— Begin Provided data —

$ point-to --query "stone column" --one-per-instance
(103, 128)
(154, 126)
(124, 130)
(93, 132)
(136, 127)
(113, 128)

— End Provided data —

● **Task details**
How many rows above contain the string "stone"? Reply with the number only.

● **Expected answer**
1